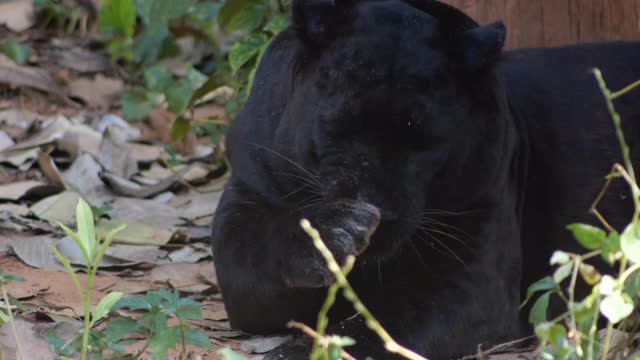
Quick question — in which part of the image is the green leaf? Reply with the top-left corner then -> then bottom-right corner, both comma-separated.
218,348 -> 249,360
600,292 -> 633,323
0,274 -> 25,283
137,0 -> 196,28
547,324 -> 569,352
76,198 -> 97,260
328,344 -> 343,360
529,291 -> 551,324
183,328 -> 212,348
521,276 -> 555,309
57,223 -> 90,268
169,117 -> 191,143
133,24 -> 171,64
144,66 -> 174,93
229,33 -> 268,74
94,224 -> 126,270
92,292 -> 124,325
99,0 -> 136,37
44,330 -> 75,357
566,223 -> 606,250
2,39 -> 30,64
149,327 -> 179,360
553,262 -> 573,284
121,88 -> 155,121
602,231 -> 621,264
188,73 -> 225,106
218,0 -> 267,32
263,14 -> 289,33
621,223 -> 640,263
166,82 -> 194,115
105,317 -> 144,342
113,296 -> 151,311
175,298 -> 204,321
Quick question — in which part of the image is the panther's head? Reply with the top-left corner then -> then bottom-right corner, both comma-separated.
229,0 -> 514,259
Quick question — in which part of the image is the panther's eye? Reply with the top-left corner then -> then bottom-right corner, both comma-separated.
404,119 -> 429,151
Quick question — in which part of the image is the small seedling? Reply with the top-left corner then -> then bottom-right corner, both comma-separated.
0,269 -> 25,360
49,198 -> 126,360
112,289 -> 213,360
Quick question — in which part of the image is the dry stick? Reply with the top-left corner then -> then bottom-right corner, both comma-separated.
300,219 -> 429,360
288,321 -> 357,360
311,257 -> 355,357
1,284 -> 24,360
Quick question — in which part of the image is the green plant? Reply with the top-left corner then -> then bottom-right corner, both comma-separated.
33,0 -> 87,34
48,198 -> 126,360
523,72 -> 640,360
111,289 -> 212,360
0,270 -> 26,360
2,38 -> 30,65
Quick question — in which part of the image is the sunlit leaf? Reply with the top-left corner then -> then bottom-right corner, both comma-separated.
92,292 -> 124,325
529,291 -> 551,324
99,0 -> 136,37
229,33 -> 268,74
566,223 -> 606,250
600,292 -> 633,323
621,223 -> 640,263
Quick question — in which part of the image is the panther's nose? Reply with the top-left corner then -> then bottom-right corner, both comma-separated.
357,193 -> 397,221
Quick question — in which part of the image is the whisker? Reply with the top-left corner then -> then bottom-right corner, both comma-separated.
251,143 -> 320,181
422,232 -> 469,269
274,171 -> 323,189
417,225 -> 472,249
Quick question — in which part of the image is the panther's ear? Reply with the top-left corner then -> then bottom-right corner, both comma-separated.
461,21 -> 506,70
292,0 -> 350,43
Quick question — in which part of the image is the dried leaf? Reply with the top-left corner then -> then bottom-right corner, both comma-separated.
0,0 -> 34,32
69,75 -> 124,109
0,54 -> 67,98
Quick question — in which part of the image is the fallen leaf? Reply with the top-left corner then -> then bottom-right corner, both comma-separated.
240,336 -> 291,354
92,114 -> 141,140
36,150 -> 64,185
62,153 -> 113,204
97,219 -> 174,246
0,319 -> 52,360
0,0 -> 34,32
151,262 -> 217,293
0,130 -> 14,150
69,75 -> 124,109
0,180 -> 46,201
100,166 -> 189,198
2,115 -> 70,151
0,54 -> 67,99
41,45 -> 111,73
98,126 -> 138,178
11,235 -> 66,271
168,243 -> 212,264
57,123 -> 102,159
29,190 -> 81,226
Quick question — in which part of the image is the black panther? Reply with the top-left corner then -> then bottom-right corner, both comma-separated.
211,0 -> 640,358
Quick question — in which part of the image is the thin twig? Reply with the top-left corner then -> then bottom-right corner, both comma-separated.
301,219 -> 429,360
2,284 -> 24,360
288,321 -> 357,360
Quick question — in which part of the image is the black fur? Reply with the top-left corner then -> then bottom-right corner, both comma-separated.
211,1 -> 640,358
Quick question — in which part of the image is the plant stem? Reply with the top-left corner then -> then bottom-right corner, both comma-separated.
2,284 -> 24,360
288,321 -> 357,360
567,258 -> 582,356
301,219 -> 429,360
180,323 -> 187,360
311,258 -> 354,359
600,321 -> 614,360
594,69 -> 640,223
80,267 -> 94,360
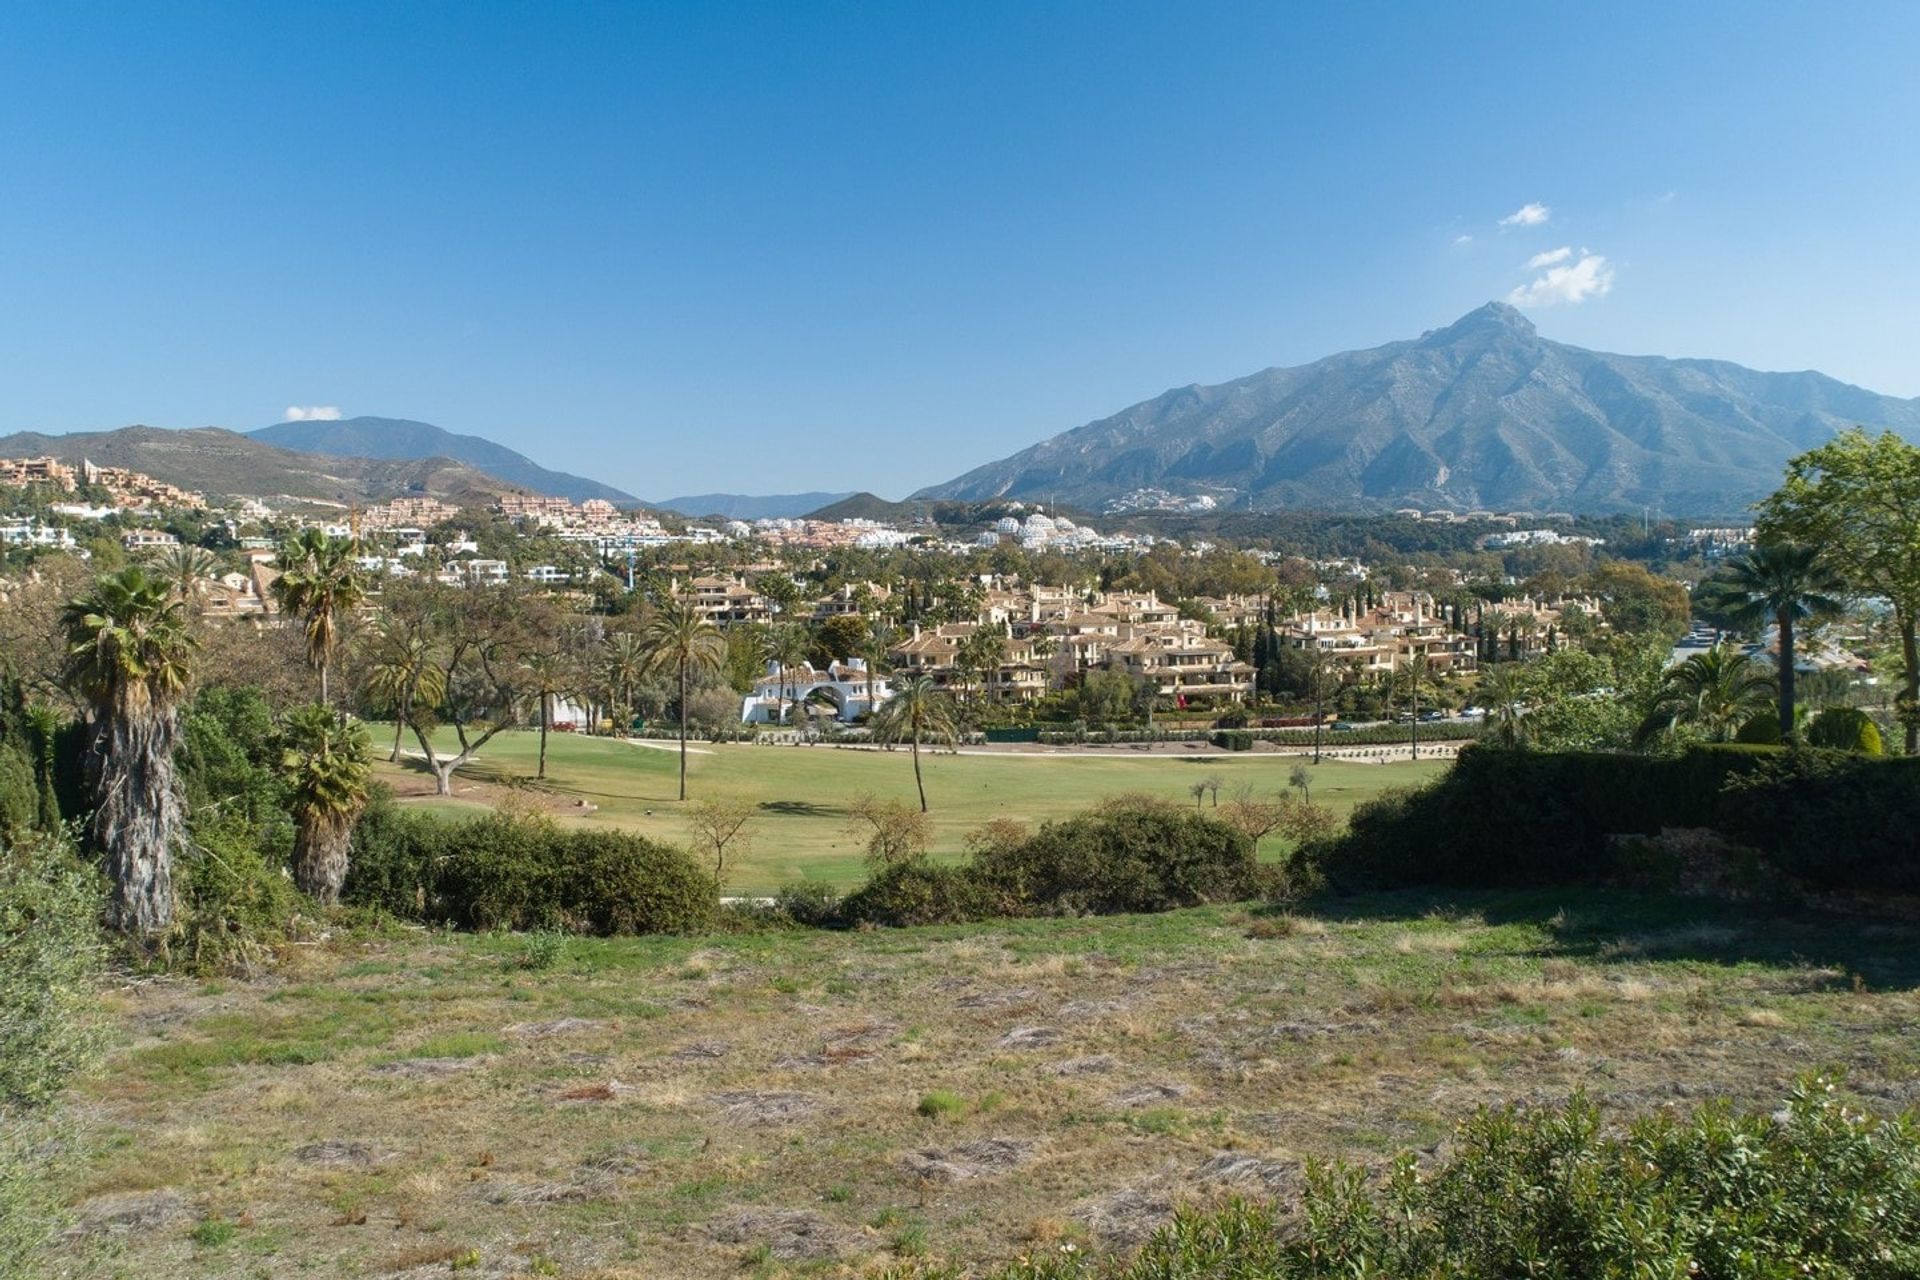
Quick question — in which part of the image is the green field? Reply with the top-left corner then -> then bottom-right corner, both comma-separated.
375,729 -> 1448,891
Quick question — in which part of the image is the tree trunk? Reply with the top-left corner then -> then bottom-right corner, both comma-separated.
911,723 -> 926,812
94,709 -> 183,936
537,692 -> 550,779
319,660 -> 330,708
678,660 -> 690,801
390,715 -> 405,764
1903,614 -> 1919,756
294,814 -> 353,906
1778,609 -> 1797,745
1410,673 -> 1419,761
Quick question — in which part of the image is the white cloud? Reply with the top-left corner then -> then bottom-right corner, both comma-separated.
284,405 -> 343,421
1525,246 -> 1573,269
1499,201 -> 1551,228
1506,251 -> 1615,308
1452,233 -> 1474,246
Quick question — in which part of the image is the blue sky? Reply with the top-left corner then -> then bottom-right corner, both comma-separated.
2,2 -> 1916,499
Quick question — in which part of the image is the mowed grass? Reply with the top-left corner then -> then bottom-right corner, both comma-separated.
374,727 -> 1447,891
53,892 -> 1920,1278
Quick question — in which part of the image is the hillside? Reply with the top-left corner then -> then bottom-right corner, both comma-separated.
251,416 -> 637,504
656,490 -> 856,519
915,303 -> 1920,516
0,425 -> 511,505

----

• **What to do**
Copy out every line above, word for word, minus images.

• **Result**
Quick question — in which part of the image is the green leaf? Reply with the top-left corner then -> then bottom-right corner, both comma-separated.
218,348 -> 249,360
600,292 -> 633,323
0,274 -> 25,283
137,0 -> 196,28
547,324 -> 569,352
76,198 -> 97,260
328,344 -> 343,360
529,291 -> 551,324
183,328 -> 212,348
521,276 -> 555,309
57,223 -> 90,268
169,117 -> 191,143
133,24 -> 171,64
144,66 -> 174,93
229,33 -> 268,74
94,224 -> 126,270
92,292 -> 124,325
99,0 -> 136,37
44,330 -> 75,357
566,223 -> 606,250
2,39 -> 30,64
149,327 -> 179,360
553,262 -> 573,284
121,88 -> 155,121
602,231 -> 621,264
188,73 -> 225,106
218,0 -> 267,32
263,14 -> 289,33
621,223 -> 640,263
166,82 -> 194,115
105,317 -> 144,342
113,296 -> 151,311
175,298 -> 204,321
Quick question — in which part of the image is the panther's head? Reply with the top-left corner then -> then bottom-right corner, both comma-separated.
229,0 -> 514,259
Quick question — in which part of the image is the panther's eye? Reply with the top-left corner then -> then bottom-right corner, both comma-separated.
404,119 -> 429,151
Quick question — in which part of the image is the small seedling? Reply with the top-left corner then -> then bottom-right corner, both comma-separated.
0,269 -> 25,360
49,198 -> 126,360
112,289 -> 213,360
Quick question — in which part of the image is the dry stick? Reply with the top-left corner then -> then bottom-right corner, both comma-separated.
300,219 -> 429,360
288,321 -> 357,360
311,257 -> 355,357
1,284 -> 24,360
Quick question — in which part of the image is the green plant? Reply with the top-left corner then -> then bottom-right corner, both comma-separated.
33,0 -> 87,34
48,198 -> 126,360
523,72 -> 640,360
111,289 -> 212,360
0,270 -> 26,360
2,38 -> 30,65
Quick question — in which part of the image is the sunlit leaf? Reply with the top-left corner then -> then bottom-right corner, both comma-separated.
92,292 -> 124,325
529,291 -> 551,324
99,0 -> 136,37
229,33 -> 268,74
566,223 -> 606,250
600,292 -> 633,323
621,223 -> 640,263
Quick question — in which part of the image is the panther's nose? Reply with the top-left corner then -> then bottom-right corner, both comma-separated.
357,193 -> 397,221
Quick question — in which part of the image is the whisker? Reply with the top-left corner then -> then bottom-right corner, both comma-separated.
251,143 -> 320,181
422,232 -> 469,269
274,171 -> 323,189
417,225 -> 472,249
Quick question — in which part of the image is the panther's ear? Reply with the top-left corner then -> then bottom-right corner, both comma-separated.
461,21 -> 506,70
292,0 -> 350,43
Quick question — in which part of the image is the dried leaf? Reply with the top-left corner then -> then bottom-right corner, both comma-separated.
0,0 -> 34,32
69,75 -> 124,109
0,54 -> 67,98
Quick question — in which part of the image is the fallen leaf? Reply with the top-left corner then -> then bottom-right corner, both comma-separated.
240,336 -> 291,354
92,114 -> 141,140
36,150 -> 64,185
62,153 -> 113,204
97,219 -> 174,246
0,319 -> 52,360
0,0 -> 34,32
151,262 -> 217,293
0,130 -> 14,150
69,75 -> 124,109
0,180 -> 46,201
100,166 -> 189,198
2,115 -> 70,151
0,54 -> 67,99
41,45 -> 111,73
98,126 -> 138,178
11,235 -> 66,271
168,243 -> 212,264
57,123 -> 102,159
29,190 -> 81,226
Quick question — in which part of the image is the black panther? Reply with the top-left corner then -> then bottom-right corner, both comma-separated.
211,0 -> 640,358
Quick question — in which part of the image is the thin twig? Reply with the top-left corner then -> then bottom-right corner, both comma-separated.
301,219 -> 429,360
2,284 -> 24,360
288,321 -> 357,360
Quick question — in which part of the image is the black fur? Reply with the top-left corner then -> then bottom-right corner, both comma-separated.
211,1 -> 640,358
Quick question — in which part of the image is the plant stem? Reply with the top-left corner then -> then bottom-right corner, both comma-separated.
2,284 -> 24,360
288,321 -> 357,360
567,258 -> 582,356
301,219 -> 429,360
180,323 -> 187,360
311,258 -> 354,359
600,321 -> 614,360
594,69 -> 640,223
80,267 -> 94,360
Quick question — in which part of the image is the green field? Reply with the top-left corner then -> then bottom-right corner, both comma-separated.
375,729 -> 1448,891
Quick question — in which part of the image is the tree trunk? Reply with the top-left corner then -> then bottom-right corner, both comma-separated.
911,723 -> 926,812
94,709 -> 183,936
537,692 -> 550,779
319,660 -> 330,708
678,660 -> 690,801
390,715 -> 405,764
1903,614 -> 1919,756
294,814 -> 353,906
1778,609 -> 1797,745
1410,673 -> 1419,761
Quick question — in which part of the image is the white cloud? Reply with the top-left corner then -> then bottom-right corner, both comma-separated.
284,405 -> 343,421
1525,246 -> 1573,269
1499,201 -> 1551,228
1506,251 -> 1615,308
1452,233 -> 1474,246
Quick question — in which part of the image is the blue sky? Reply with the top-left corner then -> then bottom-right corner, both comma-separated.
2,2 -> 1916,499
Quick question — in which part of the image is the mowed grass? Reply with the top-left corner then -> then bottom-right corner, both comma-separated.
374,727 -> 1447,891
53,892 -> 1920,1278
Quick question — in which part of the image is the hillside? Reply with the top-left corner then -> then bottom-right corner, both comma-separated.
251,416 -> 637,504
656,490 -> 856,519
915,303 -> 1920,516
0,425 -> 511,505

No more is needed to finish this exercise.